### GOAL:
Extract every line below verbatim, with the pictures omitted from your output.

[Begin DATA ROWS]

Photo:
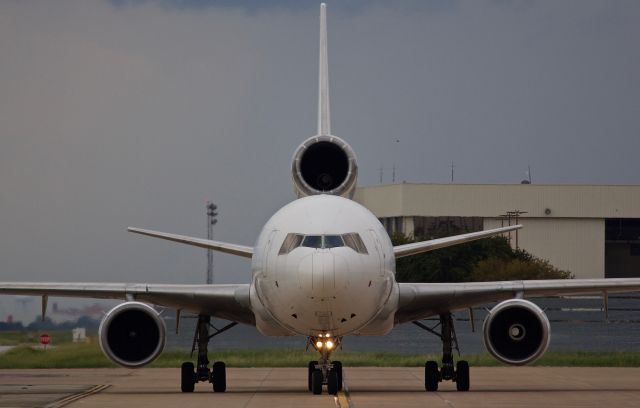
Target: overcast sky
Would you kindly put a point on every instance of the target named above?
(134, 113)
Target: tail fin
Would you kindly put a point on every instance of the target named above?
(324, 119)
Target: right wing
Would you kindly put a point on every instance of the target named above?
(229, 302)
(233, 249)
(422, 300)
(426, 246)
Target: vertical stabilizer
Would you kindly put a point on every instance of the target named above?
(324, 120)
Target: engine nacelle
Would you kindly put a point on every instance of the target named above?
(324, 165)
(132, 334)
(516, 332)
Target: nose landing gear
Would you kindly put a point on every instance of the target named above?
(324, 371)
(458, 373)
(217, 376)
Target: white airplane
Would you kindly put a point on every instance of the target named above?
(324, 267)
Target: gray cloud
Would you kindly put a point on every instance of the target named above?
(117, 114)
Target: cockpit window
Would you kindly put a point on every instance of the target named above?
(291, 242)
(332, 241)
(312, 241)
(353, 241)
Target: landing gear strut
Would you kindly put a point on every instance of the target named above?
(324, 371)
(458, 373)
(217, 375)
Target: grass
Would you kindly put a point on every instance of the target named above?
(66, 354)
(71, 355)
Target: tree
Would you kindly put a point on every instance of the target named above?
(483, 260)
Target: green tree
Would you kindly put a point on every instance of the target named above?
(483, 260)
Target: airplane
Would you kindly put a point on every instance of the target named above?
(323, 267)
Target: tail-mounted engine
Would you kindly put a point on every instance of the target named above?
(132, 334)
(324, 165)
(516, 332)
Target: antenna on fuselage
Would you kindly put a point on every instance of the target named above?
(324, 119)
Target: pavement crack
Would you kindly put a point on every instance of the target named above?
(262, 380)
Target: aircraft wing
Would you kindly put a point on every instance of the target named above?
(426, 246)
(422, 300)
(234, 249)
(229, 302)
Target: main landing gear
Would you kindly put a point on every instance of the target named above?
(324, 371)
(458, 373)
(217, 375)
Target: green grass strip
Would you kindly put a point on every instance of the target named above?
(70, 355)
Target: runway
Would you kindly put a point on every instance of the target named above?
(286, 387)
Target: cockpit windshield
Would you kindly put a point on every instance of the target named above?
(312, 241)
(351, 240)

[End DATA ROWS]

### COMPLETED EXERCISE:
Photo:
Target: overcast sky
Would you kindly put a point on every instance of the target named above?
(134, 113)
Target: tail fin
Would you kindly put a point on every instance of the target named above?
(324, 119)
Target: right wing
Would you kindly put a point on every instance of the target named above?
(229, 302)
(233, 249)
(422, 300)
(426, 246)
Target: vertical stabilizer
Would you kindly put a point on every instance of the target named above?
(324, 120)
Target: engine nacelle
Would you kindly put a point on every instance of the target named above?
(324, 165)
(132, 334)
(516, 332)
Target: nose landing gear
Would you kindly put a point on every instance of the target named above?
(324, 371)
(458, 373)
(217, 376)
Target: white airplane
Would you kindly put a point on every instance of the target named above?
(324, 267)
Target: gray cloud
Would you kindly put a point on every instance of the target named above?
(117, 114)
Target: cockpit window
Would you kindly put a point on every instance of the target named above?
(291, 242)
(332, 241)
(312, 241)
(353, 241)
Target: landing gear strut
Would you kindly put a point on every instance of the target named above?
(324, 371)
(458, 373)
(217, 375)
Target: grass
Would you kindly put a point on every instance of the target named above?
(66, 354)
(71, 355)
Target: tree
Would you kindly put a point on every instance of the target named above?
(483, 260)
Target: green tree
Would you kindly put a point on every instance of the target named above?
(483, 260)
Target: airplane
Would you kindly put a point on every instance of the target named above?
(323, 267)
Target: tail-mounted engine
Would you kindly put a point on every instance of the target named above?
(132, 334)
(324, 165)
(516, 332)
Target: antenna on fuselage
Would you kindly put a point on every instance of the target named above?
(324, 119)
Target: pavement crack
Would you kindly put a point on every instance of the target named above?
(262, 380)
Target: aircraft wing
Would you kindly put a point on every instance of the target named above?
(426, 246)
(422, 300)
(234, 249)
(229, 302)
Target: main landing gear
Would you kindly put a point on every instance of the target named above?
(324, 371)
(458, 373)
(217, 375)
Target: green grass strip
Would you kindly put a point on every instance of the target named above?
(70, 355)
Target: runway
Would you kindly put a point on every instance of the target named above?
(286, 387)
Target: cockpit windshield
Would you kindly put a point on every instance of the target named above?
(312, 241)
(351, 240)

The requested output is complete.